**Exercise description**. Reproduce the material below verbatim, keeping every line and character as it stands.
== Records to process
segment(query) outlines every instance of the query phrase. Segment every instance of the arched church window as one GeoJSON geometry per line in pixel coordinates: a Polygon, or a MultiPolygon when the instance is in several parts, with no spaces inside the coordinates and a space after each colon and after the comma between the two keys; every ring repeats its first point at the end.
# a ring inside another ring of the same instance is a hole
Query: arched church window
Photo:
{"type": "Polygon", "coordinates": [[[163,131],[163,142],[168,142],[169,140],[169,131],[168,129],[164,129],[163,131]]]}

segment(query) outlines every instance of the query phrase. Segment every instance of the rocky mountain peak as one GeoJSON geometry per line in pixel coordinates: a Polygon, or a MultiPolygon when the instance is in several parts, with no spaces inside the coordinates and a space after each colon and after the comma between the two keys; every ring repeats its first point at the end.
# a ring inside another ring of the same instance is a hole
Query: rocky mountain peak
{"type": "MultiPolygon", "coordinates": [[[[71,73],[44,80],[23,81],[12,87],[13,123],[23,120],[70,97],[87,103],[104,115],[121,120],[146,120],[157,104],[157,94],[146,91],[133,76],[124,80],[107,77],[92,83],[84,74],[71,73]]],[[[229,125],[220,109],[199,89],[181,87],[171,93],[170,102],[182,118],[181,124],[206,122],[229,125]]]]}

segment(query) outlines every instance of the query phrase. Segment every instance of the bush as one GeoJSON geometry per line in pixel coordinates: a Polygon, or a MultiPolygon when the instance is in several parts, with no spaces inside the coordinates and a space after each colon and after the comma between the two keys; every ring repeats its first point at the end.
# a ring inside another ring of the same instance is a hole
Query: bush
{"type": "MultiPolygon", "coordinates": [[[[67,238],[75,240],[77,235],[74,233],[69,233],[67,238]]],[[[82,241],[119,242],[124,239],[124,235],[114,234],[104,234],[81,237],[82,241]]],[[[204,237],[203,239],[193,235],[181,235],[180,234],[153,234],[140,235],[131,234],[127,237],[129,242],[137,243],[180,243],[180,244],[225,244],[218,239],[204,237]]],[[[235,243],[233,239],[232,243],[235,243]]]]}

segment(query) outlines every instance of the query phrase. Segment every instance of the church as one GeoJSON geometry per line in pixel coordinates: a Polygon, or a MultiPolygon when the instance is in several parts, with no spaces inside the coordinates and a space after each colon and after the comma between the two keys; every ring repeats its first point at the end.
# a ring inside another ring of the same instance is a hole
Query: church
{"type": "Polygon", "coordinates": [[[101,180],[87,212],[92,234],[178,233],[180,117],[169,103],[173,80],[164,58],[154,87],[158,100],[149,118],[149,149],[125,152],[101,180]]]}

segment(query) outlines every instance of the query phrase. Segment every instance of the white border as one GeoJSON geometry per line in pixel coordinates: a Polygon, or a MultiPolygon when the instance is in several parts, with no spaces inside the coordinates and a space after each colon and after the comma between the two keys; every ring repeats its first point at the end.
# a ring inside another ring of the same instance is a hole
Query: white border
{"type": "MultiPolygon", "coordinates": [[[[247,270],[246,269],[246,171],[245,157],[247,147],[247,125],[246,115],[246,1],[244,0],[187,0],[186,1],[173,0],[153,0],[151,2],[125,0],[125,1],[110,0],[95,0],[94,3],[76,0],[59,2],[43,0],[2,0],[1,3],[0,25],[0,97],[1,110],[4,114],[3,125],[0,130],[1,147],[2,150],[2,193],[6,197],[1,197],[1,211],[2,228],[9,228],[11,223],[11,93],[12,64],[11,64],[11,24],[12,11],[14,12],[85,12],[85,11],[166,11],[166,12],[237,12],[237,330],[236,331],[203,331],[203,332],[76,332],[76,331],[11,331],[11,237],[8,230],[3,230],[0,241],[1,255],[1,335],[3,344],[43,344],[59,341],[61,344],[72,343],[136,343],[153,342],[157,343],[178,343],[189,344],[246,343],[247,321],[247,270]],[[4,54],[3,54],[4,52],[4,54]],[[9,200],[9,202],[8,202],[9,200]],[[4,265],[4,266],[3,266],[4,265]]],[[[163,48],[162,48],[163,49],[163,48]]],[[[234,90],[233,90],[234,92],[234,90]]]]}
====
**Result of the task**.
segment(query) outlines every instance of the query phrase. Segment every instance of the arched church window as one GeoJSON geometry per line in pixel coordinates: a Polygon, or a MultiPolygon when the instance is in several parts, with no spaces inside the coordinates and a space after each colon and after the comma between the two keys; every ring repeats its first point at the end.
# a ring inside another ring of the same instance is a hole
Query: arched church window
Photo:
{"type": "Polygon", "coordinates": [[[163,131],[163,142],[168,142],[169,140],[169,131],[168,129],[164,129],[163,131]]]}

segment(query) outlines every instance of the query phrase. Segment every instance of the rocky mountain peak as one GeoJSON geometry per line in pixel coordinates: a Polygon, or a MultiPolygon when the instance is in several parts, with no spaces inside the coordinates and a space after each colon and after the comma between the two keys; every ring repeats its first point at the end.
# a ring inside another ring of the same instance is a hole
Query: rocky mountain peak
{"type": "MultiPolygon", "coordinates": [[[[71,73],[44,80],[23,81],[12,87],[13,123],[23,120],[70,97],[87,103],[104,115],[121,120],[146,120],[157,104],[157,94],[146,91],[133,76],[124,80],[107,77],[92,83],[84,74],[71,73]]],[[[229,125],[220,109],[199,89],[181,87],[171,93],[170,102],[182,118],[181,124],[206,122],[229,125]]]]}

segment(query) outlines every instance of the query phrase. Segment every instance of the bush as one GeoJSON geometry per line in pixel coordinates: a Polygon, or a MultiPolygon when the instance is in several parts, with no spaces inside the coordinates and a space after each colon and after the comma between the two keys; every ring repeats its first point at the end.
# a ring inside another ring of the same instance is a hole
Query: bush
{"type": "MultiPolygon", "coordinates": [[[[67,238],[75,240],[77,235],[74,233],[69,233],[67,238]]],[[[82,241],[119,242],[124,239],[124,235],[114,234],[104,234],[81,237],[82,241]]],[[[204,237],[203,239],[193,235],[181,235],[180,234],[153,234],[140,235],[131,234],[127,237],[129,242],[137,243],[180,243],[180,244],[225,244],[218,239],[204,237]]],[[[235,243],[233,239],[232,243],[235,243]]]]}

segment(query) outlines every instance of the query phrase. Segment every instance of the church as one GeoJSON geometry per line in pixel coordinates: a Polygon, or a MultiPolygon when the instance is in several parts, with no spaces inside the coordinates and a space after each colon and after the comma between the two keys; every ring repeats its first point at the end.
# a ring inside another ring of the same instance is a hole
Query: church
{"type": "Polygon", "coordinates": [[[101,180],[87,212],[92,234],[178,233],[180,117],[169,103],[173,80],[164,58],[154,87],[158,100],[149,118],[149,149],[125,152],[101,180]]]}

segment(query) outlines every instance of the query phrase. Segment every instance of the white border as one GeoJSON geometry per line in pixel coordinates: a Polygon, or a MultiPolygon when the instance is in several parts, with no spaces inside the coordinates and a space after each colon and after the comma between the two keys; every ring repeats its first point at the end.
# a ring inside another ring of the same instance is a hole
Query: white border
{"type": "MultiPolygon", "coordinates": [[[[247,270],[246,269],[246,171],[245,157],[247,147],[247,125],[246,115],[246,1],[244,0],[187,0],[186,1],[173,0],[153,0],[151,2],[125,0],[125,1],[110,0],[95,0],[94,3],[76,0],[59,2],[43,0],[2,0],[1,3],[0,25],[0,97],[1,110],[4,114],[3,125],[0,130],[1,147],[2,150],[2,193],[6,197],[1,197],[1,211],[2,228],[9,228],[11,223],[11,93],[12,64],[11,64],[11,24],[12,11],[14,12],[85,12],[85,11],[166,11],[166,12],[237,12],[237,330],[236,331],[203,331],[203,332],[76,332],[76,331],[11,331],[11,237],[8,230],[3,230],[0,241],[1,255],[1,335],[3,344],[43,344],[59,341],[61,344],[72,343],[136,343],[153,342],[157,343],[178,343],[189,344],[246,343],[247,321],[247,270]],[[4,54],[3,54],[4,52],[4,54]],[[9,200],[9,202],[8,202],[9,200]],[[4,265],[4,266],[3,266],[4,265]]],[[[163,48],[162,48],[163,49],[163,48]]],[[[234,90],[233,90],[234,92],[234,90]]]]}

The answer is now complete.